━━ Available data

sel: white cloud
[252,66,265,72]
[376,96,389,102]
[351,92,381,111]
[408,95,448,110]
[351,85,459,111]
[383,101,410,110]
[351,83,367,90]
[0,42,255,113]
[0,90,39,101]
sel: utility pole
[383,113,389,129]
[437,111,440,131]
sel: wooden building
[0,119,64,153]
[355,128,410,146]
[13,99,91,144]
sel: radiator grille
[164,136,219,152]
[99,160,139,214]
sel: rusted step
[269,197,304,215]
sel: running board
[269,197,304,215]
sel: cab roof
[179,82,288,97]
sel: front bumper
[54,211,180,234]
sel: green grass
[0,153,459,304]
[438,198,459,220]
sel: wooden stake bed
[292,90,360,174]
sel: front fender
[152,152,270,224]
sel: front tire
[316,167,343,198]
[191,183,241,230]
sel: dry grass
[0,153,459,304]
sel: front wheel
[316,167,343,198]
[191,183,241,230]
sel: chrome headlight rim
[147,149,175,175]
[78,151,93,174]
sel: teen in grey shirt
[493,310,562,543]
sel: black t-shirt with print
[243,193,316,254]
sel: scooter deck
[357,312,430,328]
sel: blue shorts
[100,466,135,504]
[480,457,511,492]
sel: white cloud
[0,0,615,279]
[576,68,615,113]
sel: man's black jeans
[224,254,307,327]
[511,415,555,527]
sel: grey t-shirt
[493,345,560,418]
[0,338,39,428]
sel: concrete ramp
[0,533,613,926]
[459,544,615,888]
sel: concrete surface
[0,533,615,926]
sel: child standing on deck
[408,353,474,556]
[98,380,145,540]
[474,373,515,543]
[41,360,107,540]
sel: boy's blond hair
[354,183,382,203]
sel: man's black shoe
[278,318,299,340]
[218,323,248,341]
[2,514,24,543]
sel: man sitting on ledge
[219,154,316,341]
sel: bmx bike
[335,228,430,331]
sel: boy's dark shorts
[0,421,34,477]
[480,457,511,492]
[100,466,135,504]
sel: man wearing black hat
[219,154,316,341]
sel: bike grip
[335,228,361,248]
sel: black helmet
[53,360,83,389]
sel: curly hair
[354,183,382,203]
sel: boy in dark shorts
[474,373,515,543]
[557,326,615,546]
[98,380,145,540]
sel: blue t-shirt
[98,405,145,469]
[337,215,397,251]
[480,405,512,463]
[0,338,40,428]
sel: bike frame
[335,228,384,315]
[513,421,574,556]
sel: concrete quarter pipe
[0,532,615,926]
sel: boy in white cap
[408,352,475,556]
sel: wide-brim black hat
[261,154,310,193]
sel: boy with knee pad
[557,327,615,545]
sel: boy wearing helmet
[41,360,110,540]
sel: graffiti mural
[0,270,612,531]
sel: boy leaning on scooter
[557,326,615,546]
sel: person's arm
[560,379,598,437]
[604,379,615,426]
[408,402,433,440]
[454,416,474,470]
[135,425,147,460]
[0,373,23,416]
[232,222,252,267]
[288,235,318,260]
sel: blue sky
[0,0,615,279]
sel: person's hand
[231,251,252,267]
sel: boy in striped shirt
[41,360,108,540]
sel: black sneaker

━━━━

◆ **Exercise description**:
Could you update the items above so that every "white cloud" reads "white clouds", leaving everything else unchanged?

◆ **Complete answer**:
sel: white clouds
[252,66,265,72]
[376,96,389,102]
[351,92,381,111]
[408,95,448,110]
[351,85,459,111]
[383,101,410,110]
[351,83,367,90]
[0,42,255,113]
[0,90,39,101]
sel: utility pole
[383,113,389,129]
[437,111,440,131]
sel: wooden building
[0,119,64,153]
[355,128,410,146]
[13,99,91,144]
sel: radiator grille
[164,136,219,152]
[99,160,139,214]
sel: rusted step
[269,197,304,215]
sel: running board
[269,197,304,215]
sel: cab roof
[179,82,288,97]
sel: front bumper
[54,211,180,234]
sel: green grass
[0,153,459,304]
[438,198,459,220]
sel: wooden stake bed
[292,90,360,174]
sel: front fender
[152,152,270,224]
sel: front tire
[316,167,343,198]
[191,183,241,230]
sel: dry grass
[0,153,459,304]
sel: front wheel
[316,167,343,198]
[191,183,241,230]
sel: chrome headlight rim
[147,149,175,175]
[78,151,93,174]
sel: teen in grey shirt
[493,310,562,543]
sel: black t-shirt with print
[243,193,316,254]
sel: scooter deck
[357,312,430,328]
sel: blue shorts
[100,466,135,504]
[480,457,511,492]
sel: white clouds
[0,0,615,279]
[576,68,615,113]
sel: man's black jeans
[224,254,307,327]
[511,415,555,527]
sel: grey t-shirt
[493,345,560,418]
[0,338,39,428]
sel: concrete ramp
[0,533,613,926]
[459,544,615,888]
sel: concrete surface
[0,533,615,926]
sel: child standing on deck
[408,353,474,556]
[98,380,145,540]
[474,373,515,543]
[41,360,107,540]
sel: boy's blond hair
[354,183,382,203]
sel: man's black shoe
[278,318,299,340]
[218,323,248,341]
[2,514,24,543]
sel: man sitting on ledge
[219,154,316,341]
sel: bmx bike
[335,228,430,331]
sel: boy's dark shorts
[0,421,34,477]
[480,457,511,492]
[100,466,135,504]
sel: man wearing black hat
[219,154,316,341]
sel: bike grip
[335,228,361,248]
sel: black helmet
[53,360,83,389]
sel: curly hair
[354,183,382,203]
sel: boy in dark shorts
[474,373,515,543]
[557,326,615,546]
[98,380,145,540]
sel: blue t-shirt
[98,405,145,469]
[337,215,397,251]
[480,405,512,463]
[0,338,40,428]
sel: bike frame
[335,228,384,315]
[513,421,574,556]
sel: concrete quarter pipe
[0,532,615,926]
sel: boy in white cap
[408,352,475,556]
sel: wide-brim black hat
[261,154,310,193]
sel: boy with knee pad
[557,327,615,545]
sel: boy wearing helmet
[41,360,110,540]
sel: graffiti mural
[0,270,612,531]
sel: boy leaning on scooter
[557,326,615,546]
sel: person's arm
[560,379,598,437]
[604,379,615,426]
[408,402,433,440]
[454,416,474,470]
[135,425,147,460]
[0,373,23,416]
[232,222,252,267]
[288,235,318,260]
sel: blue sky
[0,0,615,279]
sel: person's hand
[231,251,252,267]
sel: boy in striped shirt
[41,360,108,540]
sel: black sneaker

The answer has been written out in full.